:: PROMPT ::
Nothing in the entries below may be altered; print them as they stand.

Records excerpted from a collection:
——
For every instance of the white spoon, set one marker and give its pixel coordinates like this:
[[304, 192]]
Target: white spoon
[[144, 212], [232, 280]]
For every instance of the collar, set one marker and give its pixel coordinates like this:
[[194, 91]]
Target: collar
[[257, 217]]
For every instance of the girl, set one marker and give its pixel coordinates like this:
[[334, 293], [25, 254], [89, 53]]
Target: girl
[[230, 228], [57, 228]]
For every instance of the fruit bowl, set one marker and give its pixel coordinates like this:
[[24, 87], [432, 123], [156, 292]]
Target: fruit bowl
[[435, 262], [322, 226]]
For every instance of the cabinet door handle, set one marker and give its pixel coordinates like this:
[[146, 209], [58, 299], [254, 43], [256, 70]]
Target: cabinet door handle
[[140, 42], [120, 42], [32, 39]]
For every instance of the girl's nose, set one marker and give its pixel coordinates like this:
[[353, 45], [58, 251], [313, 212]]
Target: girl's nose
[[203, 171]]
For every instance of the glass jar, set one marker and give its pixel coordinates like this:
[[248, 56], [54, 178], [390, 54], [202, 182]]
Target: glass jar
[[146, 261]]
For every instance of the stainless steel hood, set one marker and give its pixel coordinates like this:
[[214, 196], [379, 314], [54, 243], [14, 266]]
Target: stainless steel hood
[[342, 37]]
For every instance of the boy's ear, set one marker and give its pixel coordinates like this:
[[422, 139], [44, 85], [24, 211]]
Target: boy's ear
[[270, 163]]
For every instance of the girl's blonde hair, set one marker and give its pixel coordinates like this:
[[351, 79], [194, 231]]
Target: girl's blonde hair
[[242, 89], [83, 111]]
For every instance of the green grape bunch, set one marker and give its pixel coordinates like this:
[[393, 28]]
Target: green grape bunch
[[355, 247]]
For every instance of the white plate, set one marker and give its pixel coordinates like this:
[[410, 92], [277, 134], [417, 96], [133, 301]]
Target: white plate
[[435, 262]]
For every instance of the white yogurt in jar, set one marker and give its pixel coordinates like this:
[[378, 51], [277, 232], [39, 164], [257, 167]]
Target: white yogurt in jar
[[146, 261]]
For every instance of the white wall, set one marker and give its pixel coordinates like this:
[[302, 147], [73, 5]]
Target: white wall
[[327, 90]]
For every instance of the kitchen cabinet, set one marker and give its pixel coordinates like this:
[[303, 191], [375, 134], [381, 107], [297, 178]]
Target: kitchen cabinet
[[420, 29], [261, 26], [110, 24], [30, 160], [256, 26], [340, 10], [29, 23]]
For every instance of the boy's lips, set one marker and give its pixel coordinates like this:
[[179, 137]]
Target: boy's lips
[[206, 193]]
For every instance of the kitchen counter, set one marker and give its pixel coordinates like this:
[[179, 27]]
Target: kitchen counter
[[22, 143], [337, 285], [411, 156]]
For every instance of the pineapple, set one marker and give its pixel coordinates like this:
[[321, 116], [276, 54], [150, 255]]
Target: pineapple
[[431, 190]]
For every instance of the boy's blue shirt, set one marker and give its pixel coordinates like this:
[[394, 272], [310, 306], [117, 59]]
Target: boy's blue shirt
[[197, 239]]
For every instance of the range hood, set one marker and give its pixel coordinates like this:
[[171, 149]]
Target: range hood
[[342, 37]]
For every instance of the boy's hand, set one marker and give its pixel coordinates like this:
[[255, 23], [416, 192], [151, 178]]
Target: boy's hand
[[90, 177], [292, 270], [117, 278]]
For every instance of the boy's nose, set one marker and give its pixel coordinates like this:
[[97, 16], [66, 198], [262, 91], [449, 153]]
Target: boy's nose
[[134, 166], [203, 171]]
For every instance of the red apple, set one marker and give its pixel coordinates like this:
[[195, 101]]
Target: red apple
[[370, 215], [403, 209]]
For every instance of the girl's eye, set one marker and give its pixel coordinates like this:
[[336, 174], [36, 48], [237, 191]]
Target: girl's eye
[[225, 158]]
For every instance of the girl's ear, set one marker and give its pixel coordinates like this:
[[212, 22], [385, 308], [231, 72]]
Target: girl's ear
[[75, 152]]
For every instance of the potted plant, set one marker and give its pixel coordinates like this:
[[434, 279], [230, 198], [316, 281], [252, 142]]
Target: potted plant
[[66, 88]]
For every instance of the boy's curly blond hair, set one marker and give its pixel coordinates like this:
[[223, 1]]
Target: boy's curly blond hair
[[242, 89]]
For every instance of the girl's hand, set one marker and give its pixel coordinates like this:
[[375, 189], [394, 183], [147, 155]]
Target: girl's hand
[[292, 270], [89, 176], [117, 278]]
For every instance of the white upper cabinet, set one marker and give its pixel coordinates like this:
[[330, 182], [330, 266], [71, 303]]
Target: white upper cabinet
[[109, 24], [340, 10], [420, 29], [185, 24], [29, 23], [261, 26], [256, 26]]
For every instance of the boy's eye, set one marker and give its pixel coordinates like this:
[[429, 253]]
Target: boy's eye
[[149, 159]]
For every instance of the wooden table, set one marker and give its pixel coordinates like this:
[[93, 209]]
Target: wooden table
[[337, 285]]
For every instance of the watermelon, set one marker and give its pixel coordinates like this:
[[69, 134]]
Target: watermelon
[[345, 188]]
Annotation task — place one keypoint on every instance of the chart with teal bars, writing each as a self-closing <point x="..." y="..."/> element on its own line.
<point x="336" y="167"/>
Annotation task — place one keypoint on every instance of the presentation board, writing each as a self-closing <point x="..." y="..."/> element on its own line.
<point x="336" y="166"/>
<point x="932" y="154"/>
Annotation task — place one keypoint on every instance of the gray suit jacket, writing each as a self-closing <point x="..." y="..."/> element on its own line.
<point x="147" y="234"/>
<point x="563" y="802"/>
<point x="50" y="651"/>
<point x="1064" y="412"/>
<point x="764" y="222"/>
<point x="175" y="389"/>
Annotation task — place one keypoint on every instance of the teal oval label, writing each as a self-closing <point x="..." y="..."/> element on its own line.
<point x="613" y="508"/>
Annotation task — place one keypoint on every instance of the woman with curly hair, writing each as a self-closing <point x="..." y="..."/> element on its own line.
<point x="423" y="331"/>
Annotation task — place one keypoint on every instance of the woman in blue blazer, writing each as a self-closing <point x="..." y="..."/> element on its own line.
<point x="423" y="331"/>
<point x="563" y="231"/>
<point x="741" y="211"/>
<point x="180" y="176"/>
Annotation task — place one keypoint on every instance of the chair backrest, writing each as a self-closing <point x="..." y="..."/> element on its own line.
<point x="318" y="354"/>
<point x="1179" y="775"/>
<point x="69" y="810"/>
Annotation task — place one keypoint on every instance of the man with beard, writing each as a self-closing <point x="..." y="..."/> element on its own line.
——
:: WRITTEN SOLUTION ::
For every instance of the white spoon, set one marker and give its pixel coordinates like this:
[[304, 192]]
Target: white spoon
[[144, 212], [232, 280]]
For every instance of the collar, set one marker and give its pixel coordinates like this:
[[194, 91]]
Target: collar
[[257, 217]]
For every instance of the girl, set one marker and give its pixel coordinates like this:
[[334, 293], [25, 254], [89, 53]]
Target: girl
[[230, 228], [57, 228]]
For every instance of the fruit bowl, set one marker and give its pixel coordinates like this:
[[24, 87], [432, 123], [156, 292]]
Target: fruit bowl
[[435, 262], [322, 226]]
For every instance of the cabinet door handle, set one marker and give its pixel coordinates like this:
[[146, 209], [58, 299], [254, 43], [256, 70]]
Target: cabinet door handle
[[140, 42], [120, 42], [32, 39]]
For every instance of the girl's nose, set one marker and give its pixel coordinates like this:
[[353, 45], [58, 251], [313, 212]]
Target: girl's nose
[[203, 171]]
For every instance of the glass jar, set one marker and give its pixel coordinates like this:
[[248, 56], [54, 178], [390, 54], [202, 182]]
Target: glass jar
[[146, 261]]
For every instance of the stainless steel hood, set one marker and give its pixel coordinates like this:
[[214, 196], [379, 314], [54, 243], [14, 266]]
Target: stainless steel hood
[[342, 37]]
For every instance of the boy's ear, set one marker and give its pixel coordinates like this:
[[422, 139], [44, 85], [24, 211]]
Target: boy's ear
[[270, 163]]
For every instance of the girl's blonde hair, set one marker and give its pixel coordinates like this:
[[351, 79], [194, 231]]
Target: girl's blonde hair
[[242, 89], [83, 111]]
For every instance of the green grape bunch, set one marker and give its pixel coordinates like this:
[[393, 28]]
Target: green grape bunch
[[355, 247]]
For every instance of the white plate, set one marker and give its pixel coordinates like this:
[[410, 92], [277, 134], [417, 96], [133, 301]]
Target: white plate
[[435, 262]]
For every instance of the white yogurt in jar, set one marker and give its pixel coordinates like this:
[[378, 51], [277, 232], [39, 164], [257, 167]]
Target: white yogurt in jar
[[146, 261]]
For every instance of the white wall, set one marker and give its pixel coordinates like this:
[[302, 147], [73, 5]]
Target: white wall
[[327, 90]]
For every instance of the kitchen cabinet, set one marker and give its pixel coordinates like this:
[[303, 191], [375, 134], [381, 107], [297, 178]]
Target: kitchen cabinet
[[420, 29], [261, 26], [110, 24], [30, 160], [256, 26], [340, 10], [29, 23]]
For every instance of the boy's lips, set one marker and give its pixel coordinates like this:
[[179, 137]]
Target: boy's lips
[[206, 193]]
For every instance of the kitchen counter, set one marker and give its pixel coordinates like this:
[[179, 27]]
Target: kitchen counter
[[22, 143], [337, 285], [411, 156]]
For every instance of the pineapple, set one marker and give its pixel coordinates like this:
[[321, 116], [276, 54], [150, 255]]
Target: pineapple
[[431, 190]]
For every instance of the boy's blue shirt, set one marker and give its pixel coordinates like this:
[[394, 272], [310, 306], [117, 59]]
Target: boy's blue shirt
[[197, 239]]
For every instance of the range hood, set one marker and give its pixel coordinates like this:
[[171, 149]]
Target: range hood
[[342, 37]]
For every instance of the boy's hand, set one marker and give its pixel coordinates like this:
[[255, 23], [416, 192], [151, 178]]
Target: boy's hand
[[90, 177], [292, 270], [117, 278]]
For every instance of the boy's nose, set one marker and give its pixel coordinates like this:
[[97, 16], [66, 198], [262, 91], [449, 153]]
Target: boy's nose
[[134, 166], [203, 171]]
For every instance of the red apple, set one marker and give its pixel coordinates like this:
[[195, 101]]
Target: red apple
[[370, 215], [403, 209]]
For every instance of the girl's eye, set one marker and give its pixel coordinates like this:
[[336, 174], [36, 48], [237, 191]]
Target: girl's eye
[[225, 158]]
For every instance of the girl's ear, set one marker and give its pixel coordinates like this:
[[212, 22], [385, 308], [231, 72]]
Target: girl's ear
[[75, 152]]
For every instance of the potted plant, set one marker and give its pixel coordinates like this:
[[434, 279], [230, 198], [316, 281], [252, 142]]
Target: potted plant
[[66, 88]]
For every instance of the boy's curly blond hair, set one marker and give its pixel coordinates like this:
[[223, 1]]
Target: boy's curly blond hair
[[242, 89]]
For every instance of the girl's hand, set one marker and give its pixel coordinates like this:
[[375, 189], [394, 183], [147, 155]]
Target: girl's hand
[[292, 270], [89, 176], [117, 278]]
For every instance of the white upper cabinet, set one marker and give its pixel coordinates like this:
[[330, 182], [330, 266], [71, 303]]
Target: white upper cabinet
[[109, 24], [340, 10], [420, 29], [185, 24], [29, 23], [261, 26], [256, 26]]
For every instance of the boy's eye, set one marker and give its pixel coordinates like this:
[[429, 253]]
Target: boy's eye
[[149, 159]]
For every instance of the wooden table, set one marker and give its pixel coordinates like this:
[[93, 209]]
Target: wooden table
[[337, 285]]
For every instance of the watermelon, set one marker and give its pixel coordinates like this:
[[69, 134]]
Target: watermelon
[[345, 188]]
Annotation task — place one keypoint on every instance of the chart with teal bars, writing each as a self-closing <point x="..." y="..."/> element on its own line.
<point x="336" y="167"/>
Annotation task — place one keypoint on every instance of the presentation board, writing each as a self-closing <point x="..." y="..."/> element on its own line.
<point x="336" y="166"/>
<point x="932" y="154"/>
Annotation task — place one keypoint on every instance of the gray suit jacket, writing each as a self-closing <point x="..." y="..."/> element on its own line.
<point x="147" y="234"/>
<point x="563" y="802"/>
<point x="50" y="651"/>
<point x="1064" y="412"/>
<point x="764" y="222"/>
<point x="175" y="389"/>
Annotation task — place one keypoint on every instance of the teal oval label, writing each as a self-closing <point x="..." y="..."/> element on its own line.
<point x="613" y="508"/>
Annotation task — place one keypoint on every instance of the woman with curly hair, writing each as a self-closing <point x="..." y="..."/> element on its own line.
<point x="423" y="331"/>
Annotation task — place one keypoint on every instance of the woman in blue blazer, writing each as a self-closing <point x="..." y="..."/> element on its own line.
<point x="423" y="331"/>
<point x="563" y="231"/>
<point x="741" y="211"/>
<point x="180" y="176"/>
Annotation task — place one keypoint on every instance of the chair backrest, writing each as a self-closing <point x="..." y="..."/> element on its own line.
<point x="318" y="354"/>
<point x="1179" y="775"/>
<point x="69" y="810"/>
Annotation task — place one keypoint on every instance of the man with beard, writing each as a self-closing <point x="..." y="..."/> element on its own line.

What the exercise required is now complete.